■ Problem statement ■
Give back the records below exactly, omitting the pictures.

──────── Data for processing ────────

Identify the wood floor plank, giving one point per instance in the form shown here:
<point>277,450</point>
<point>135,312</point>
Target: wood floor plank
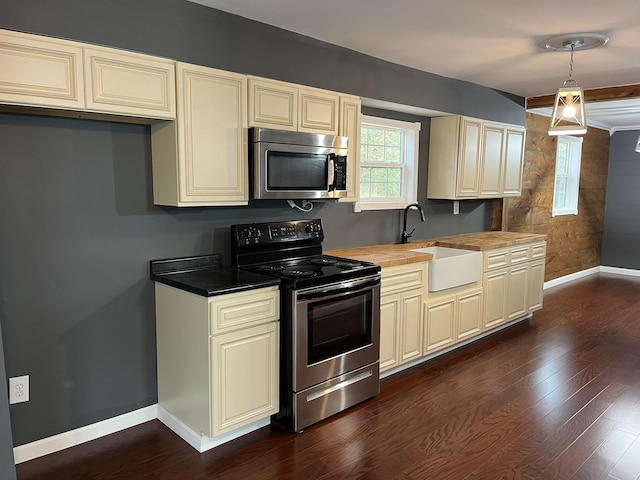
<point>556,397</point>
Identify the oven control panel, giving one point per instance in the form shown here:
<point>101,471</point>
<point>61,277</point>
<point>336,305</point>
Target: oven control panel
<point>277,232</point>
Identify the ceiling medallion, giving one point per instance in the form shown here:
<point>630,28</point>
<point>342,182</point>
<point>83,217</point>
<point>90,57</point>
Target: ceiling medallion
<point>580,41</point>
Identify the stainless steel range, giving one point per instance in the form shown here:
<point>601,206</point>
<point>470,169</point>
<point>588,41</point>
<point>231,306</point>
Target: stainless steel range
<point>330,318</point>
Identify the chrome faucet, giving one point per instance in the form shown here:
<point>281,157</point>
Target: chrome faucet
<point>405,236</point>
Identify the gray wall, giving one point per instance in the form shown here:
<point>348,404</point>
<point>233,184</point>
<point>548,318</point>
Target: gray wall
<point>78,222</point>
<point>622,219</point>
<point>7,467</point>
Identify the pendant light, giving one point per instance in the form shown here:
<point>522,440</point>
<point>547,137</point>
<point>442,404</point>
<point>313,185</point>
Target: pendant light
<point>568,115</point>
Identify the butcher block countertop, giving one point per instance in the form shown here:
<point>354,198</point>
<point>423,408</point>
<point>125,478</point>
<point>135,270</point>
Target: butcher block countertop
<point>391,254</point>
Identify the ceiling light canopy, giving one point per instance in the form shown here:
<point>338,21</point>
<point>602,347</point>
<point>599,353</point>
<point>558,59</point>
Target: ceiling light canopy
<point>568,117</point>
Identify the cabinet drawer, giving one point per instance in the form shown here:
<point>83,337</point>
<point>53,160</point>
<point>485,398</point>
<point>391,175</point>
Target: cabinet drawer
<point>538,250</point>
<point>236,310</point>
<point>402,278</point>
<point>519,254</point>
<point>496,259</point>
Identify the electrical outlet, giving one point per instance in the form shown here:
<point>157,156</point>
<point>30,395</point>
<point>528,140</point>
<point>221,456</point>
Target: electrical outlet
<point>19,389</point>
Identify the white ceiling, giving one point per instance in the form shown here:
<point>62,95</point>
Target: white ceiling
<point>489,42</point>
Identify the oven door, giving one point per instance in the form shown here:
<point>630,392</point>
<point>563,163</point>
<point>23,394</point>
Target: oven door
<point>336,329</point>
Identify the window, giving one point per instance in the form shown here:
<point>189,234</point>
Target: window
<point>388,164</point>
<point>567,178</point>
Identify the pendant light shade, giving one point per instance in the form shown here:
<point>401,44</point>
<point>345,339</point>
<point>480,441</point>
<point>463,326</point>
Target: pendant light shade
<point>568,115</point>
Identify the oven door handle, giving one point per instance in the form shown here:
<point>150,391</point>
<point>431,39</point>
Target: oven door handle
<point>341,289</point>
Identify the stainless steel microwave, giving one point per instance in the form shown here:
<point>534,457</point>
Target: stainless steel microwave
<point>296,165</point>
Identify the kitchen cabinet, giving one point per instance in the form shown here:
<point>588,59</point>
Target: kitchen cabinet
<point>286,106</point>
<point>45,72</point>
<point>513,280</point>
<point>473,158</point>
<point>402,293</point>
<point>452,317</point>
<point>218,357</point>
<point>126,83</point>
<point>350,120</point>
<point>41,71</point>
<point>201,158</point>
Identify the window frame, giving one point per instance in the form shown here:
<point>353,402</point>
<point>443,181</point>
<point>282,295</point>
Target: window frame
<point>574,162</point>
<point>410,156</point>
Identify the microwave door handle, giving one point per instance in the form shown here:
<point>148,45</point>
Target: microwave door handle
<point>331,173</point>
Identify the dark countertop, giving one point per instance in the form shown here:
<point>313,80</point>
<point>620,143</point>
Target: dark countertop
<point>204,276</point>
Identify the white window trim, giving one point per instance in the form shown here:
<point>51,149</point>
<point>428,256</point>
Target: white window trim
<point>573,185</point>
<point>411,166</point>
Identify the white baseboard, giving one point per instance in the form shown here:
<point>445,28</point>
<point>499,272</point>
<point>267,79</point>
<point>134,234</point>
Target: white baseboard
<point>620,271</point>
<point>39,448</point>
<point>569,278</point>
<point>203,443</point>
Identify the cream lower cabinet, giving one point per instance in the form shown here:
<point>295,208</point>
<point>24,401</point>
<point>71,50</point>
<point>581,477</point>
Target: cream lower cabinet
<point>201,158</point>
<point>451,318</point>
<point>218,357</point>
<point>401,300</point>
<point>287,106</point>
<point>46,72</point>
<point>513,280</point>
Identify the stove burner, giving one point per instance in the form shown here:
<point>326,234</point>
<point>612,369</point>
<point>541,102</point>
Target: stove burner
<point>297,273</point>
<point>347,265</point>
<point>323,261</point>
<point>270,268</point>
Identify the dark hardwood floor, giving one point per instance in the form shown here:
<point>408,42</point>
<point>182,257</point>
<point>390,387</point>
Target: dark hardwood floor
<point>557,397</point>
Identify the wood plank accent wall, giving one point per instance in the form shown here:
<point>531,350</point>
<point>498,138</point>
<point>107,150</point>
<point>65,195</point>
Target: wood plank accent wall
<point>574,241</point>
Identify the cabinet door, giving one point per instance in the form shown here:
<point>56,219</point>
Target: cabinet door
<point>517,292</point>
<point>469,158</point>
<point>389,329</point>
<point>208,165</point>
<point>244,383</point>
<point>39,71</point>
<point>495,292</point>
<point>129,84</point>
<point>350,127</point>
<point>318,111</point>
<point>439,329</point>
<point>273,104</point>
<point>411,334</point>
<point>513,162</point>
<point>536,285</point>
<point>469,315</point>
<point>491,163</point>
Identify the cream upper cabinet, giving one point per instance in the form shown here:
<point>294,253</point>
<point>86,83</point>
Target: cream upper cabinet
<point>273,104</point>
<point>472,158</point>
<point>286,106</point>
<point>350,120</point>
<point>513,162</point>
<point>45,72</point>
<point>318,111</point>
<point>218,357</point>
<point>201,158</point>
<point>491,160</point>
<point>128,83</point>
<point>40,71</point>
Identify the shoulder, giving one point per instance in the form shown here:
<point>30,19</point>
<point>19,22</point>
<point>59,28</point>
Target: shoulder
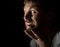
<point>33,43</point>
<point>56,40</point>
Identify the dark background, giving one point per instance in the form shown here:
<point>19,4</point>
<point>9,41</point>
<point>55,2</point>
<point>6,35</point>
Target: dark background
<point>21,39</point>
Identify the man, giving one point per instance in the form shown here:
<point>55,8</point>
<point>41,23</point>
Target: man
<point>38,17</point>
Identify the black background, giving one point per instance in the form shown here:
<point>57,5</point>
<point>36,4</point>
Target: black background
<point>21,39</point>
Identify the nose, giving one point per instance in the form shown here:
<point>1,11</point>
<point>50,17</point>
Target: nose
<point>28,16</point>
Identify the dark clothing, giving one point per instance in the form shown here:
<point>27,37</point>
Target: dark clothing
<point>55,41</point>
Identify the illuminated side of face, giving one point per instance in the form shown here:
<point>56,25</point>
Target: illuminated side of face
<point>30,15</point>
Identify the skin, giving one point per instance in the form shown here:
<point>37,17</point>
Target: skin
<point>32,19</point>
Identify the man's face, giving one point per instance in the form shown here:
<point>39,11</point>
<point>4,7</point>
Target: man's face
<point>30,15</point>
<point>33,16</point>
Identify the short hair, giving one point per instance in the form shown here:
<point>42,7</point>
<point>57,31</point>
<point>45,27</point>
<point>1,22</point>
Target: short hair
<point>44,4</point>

────────

■ Result of this exercise ■
Identify the wood floor plank, giving one point per instance in the form shown here:
<point>277,450</point>
<point>135,312</point>
Target: wood floor plank
<point>556,397</point>
Identify the oven control panel, giving one point per instance in the form shown here:
<point>101,471</point>
<point>61,277</point>
<point>336,305</point>
Target: oven control panel
<point>277,232</point>
Identify the ceiling medallion, giving one point per instance in the form shown here:
<point>630,28</point>
<point>342,182</point>
<point>83,217</point>
<point>90,57</point>
Target: ceiling medallion
<point>580,41</point>
Identify the stainless steel range, giving one point per instance in the form shown here:
<point>601,206</point>
<point>470,169</point>
<point>588,41</point>
<point>231,306</point>
Target: stainless steel range
<point>330,318</point>
Identify the chrome faucet, giving one point per instance in the form shown here:
<point>281,157</point>
Target: chrome faucet
<point>405,236</point>
Identify the gray wall, giving one point per instance in the form shown here:
<point>348,404</point>
<point>233,184</point>
<point>548,318</point>
Target: gray wall
<point>78,222</point>
<point>622,219</point>
<point>7,467</point>
Identify the pendant light, giving one point per instance in the form shown here:
<point>522,440</point>
<point>547,137</point>
<point>442,404</point>
<point>313,185</point>
Target: pendant light
<point>568,115</point>
Identify the butcher block countertop, giving one point per instance in the form shown here:
<point>354,198</point>
<point>423,408</point>
<point>125,478</point>
<point>135,270</point>
Target: butcher block countertop
<point>391,254</point>
Identify the ceiling light canopy, giving one point per instance in the form shown here:
<point>338,21</point>
<point>602,347</point>
<point>599,353</point>
<point>558,59</point>
Target: ceiling light canopy
<point>568,117</point>
Identify the cabinet drawer, giving one point per instance in the form shown here:
<point>83,337</point>
<point>53,160</point>
<point>485,398</point>
<point>391,175</point>
Target: cabinet drawer
<point>538,250</point>
<point>236,310</point>
<point>402,278</point>
<point>519,254</point>
<point>496,259</point>
Identify the electrical outlet, giving one point per instance in the form shown here:
<point>157,156</point>
<point>30,395</point>
<point>528,140</point>
<point>221,456</point>
Target: electrical outlet
<point>19,389</point>
Identify the white ceiling, giving one point per instance in the form shown here:
<point>62,95</point>
Target: white ceiling
<point>489,42</point>
Identify the oven door, giving one point per instance in the form shown here:
<point>630,392</point>
<point>563,163</point>
<point>23,394</point>
Target: oven door
<point>336,329</point>
Identify the window, giving one point per instance in the form shown here:
<point>189,234</point>
Target: window
<point>388,164</point>
<point>567,178</point>
Identify the pendant light shade, giving one point per instance in the form shown here:
<point>401,44</point>
<point>345,339</point>
<point>480,441</point>
<point>463,326</point>
Target: pendant light shade
<point>568,115</point>
Identify the oven door handle, giving one point per instance in the form shown here:
<point>150,391</point>
<point>431,39</point>
Target: oven door handle
<point>341,289</point>
Identify the stainless steel microwave, giving one point per instance in the form shown here:
<point>534,457</point>
Target: stainless steel microwave
<point>296,165</point>
Identify the kitchen cabinet, giving one point per instance in the form shown here:
<point>588,59</point>
Target: kitchen cabinet
<point>286,106</point>
<point>45,72</point>
<point>513,280</point>
<point>473,158</point>
<point>402,293</point>
<point>452,317</point>
<point>218,357</point>
<point>126,83</point>
<point>350,120</point>
<point>41,71</point>
<point>201,158</point>
Identify the window frame, giving one point per instance in the form shown here:
<point>353,402</point>
<point>443,181</point>
<point>282,295</point>
Target: window frame
<point>574,162</point>
<point>410,156</point>
Identify the microwave door handle, giving one point per instance in the form shown here:
<point>148,45</point>
Target: microwave door handle
<point>331,173</point>
Identify the dark countertop, giving one point per instance in the form shown here:
<point>313,80</point>
<point>620,143</point>
Target: dark countertop
<point>204,276</point>
Identify the white window trim, giving one point per instance in the form shown here:
<point>51,149</point>
<point>428,256</point>
Target: white window trim
<point>573,185</point>
<point>411,166</point>
Identify the white baseboard, giving one point per instance in the form shown here:
<point>445,28</point>
<point>499,272</point>
<point>267,79</point>
<point>134,234</point>
Target: white baseboard
<point>620,271</point>
<point>39,448</point>
<point>569,278</point>
<point>203,443</point>
Identify the cream lower cabinet, giving one point per instance in the form shown here:
<point>295,208</point>
<point>24,401</point>
<point>71,50</point>
<point>581,477</point>
Target: cream lower cabinet
<point>201,158</point>
<point>451,318</point>
<point>218,357</point>
<point>401,300</point>
<point>287,106</point>
<point>46,72</point>
<point>513,280</point>
Identify the stove burner, giving one point per instance in the form shown here:
<point>326,234</point>
<point>612,369</point>
<point>541,102</point>
Target: stove burner
<point>297,273</point>
<point>347,265</point>
<point>323,261</point>
<point>270,268</point>
Identify the dark hardwood floor, giving one point per instance in the form shown here:
<point>408,42</point>
<point>182,257</point>
<point>390,387</point>
Target: dark hardwood floor
<point>557,397</point>
Identify the wood plank accent wall, giving one point per instance in the form shown here:
<point>531,350</point>
<point>498,138</point>
<point>107,150</point>
<point>65,195</point>
Target: wood plank accent wall
<point>574,241</point>
Identify the cabinet door, giving one point per instance in the form shown here:
<point>56,219</point>
Target: cabinet door
<point>517,292</point>
<point>469,158</point>
<point>389,329</point>
<point>208,165</point>
<point>244,383</point>
<point>39,71</point>
<point>495,292</point>
<point>129,84</point>
<point>350,127</point>
<point>318,111</point>
<point>439,329</point>
<point>273,104</point>
<point>411,334</point>
<point>513,162</point>
<point>536,285</point>
<point>469,315</point>
<point>491,163</point>
Identify the cream upper cabinet, giving one point per instance in the form shown here:
<point>294,253</point>
<point>86,83</point>
Target: cream upper cabinet
<point>273,104</point>
<point>472,158</point>
<point>286,106</point>
<point>350,120</point>
<point>513,162</point>
<point>45,72</point>
<point>318,111</point>
<point>218,357</point>
<point>201,158</point>
<point>491,160</point>
<point>128,83</point>
<point>40,71</point>
Identify the shoulder, giving one point per instance in the form shown here:
<point>30,19</point>
<point>19,22</point>
<point>59,28</point>
Target: shoulder
<point>33,43</point>
<point>56,40</point>
Identify the dark background, giving one point per instance in the form shown here:
<point>19,4</point>
<point>9,41</point>
<point>55,2</point>
<point>6,35</point>
Target: dark background
<point>21,39</point>
Identify the man, giving one point per instance in the form shown here:
<point>55,8</point>
<point>41,23</point>
Target: man
<point>38,17</point>
Identify the black background, giving one point per instance in the form shown here:
<point>57,5</point>
<point>36,4</point>
Target: black background
<point>21,39</point>
Identify the nose, giving one point per instance in the form shown here:
<point>1,11</point>
<point>50,17</point>
Target: nose
<point>28,16</point>
Identify the dark clothing, giving one point per instance in the form shown here:
<point>27,37</point>
Target: dark clothing
<point>55,41</point>
Identify the illuminated side of face, giving one point per instance in the form shown here:
<point>56,25</point>
Target: illuminated side of face
<point>30,15</point>
Identify the skin, giving one point per instance in the form shown here:
<point>37,17</point>
Target: skin
<point>32,19</point>
Identify the man's face, giving one point per instance in the form shown here:
<point>39,11</point>
<point>4,7</point>
Target: man's face
<point>30,15</point>
<point>33,16</point>
Identify the short hair, giving one point per instance in the form shown here:
<point>42,7</point>
<point>57,31</point>
<point>45,27</point>
<point>1,22</point>
Target: short hair
<point>44,4</point>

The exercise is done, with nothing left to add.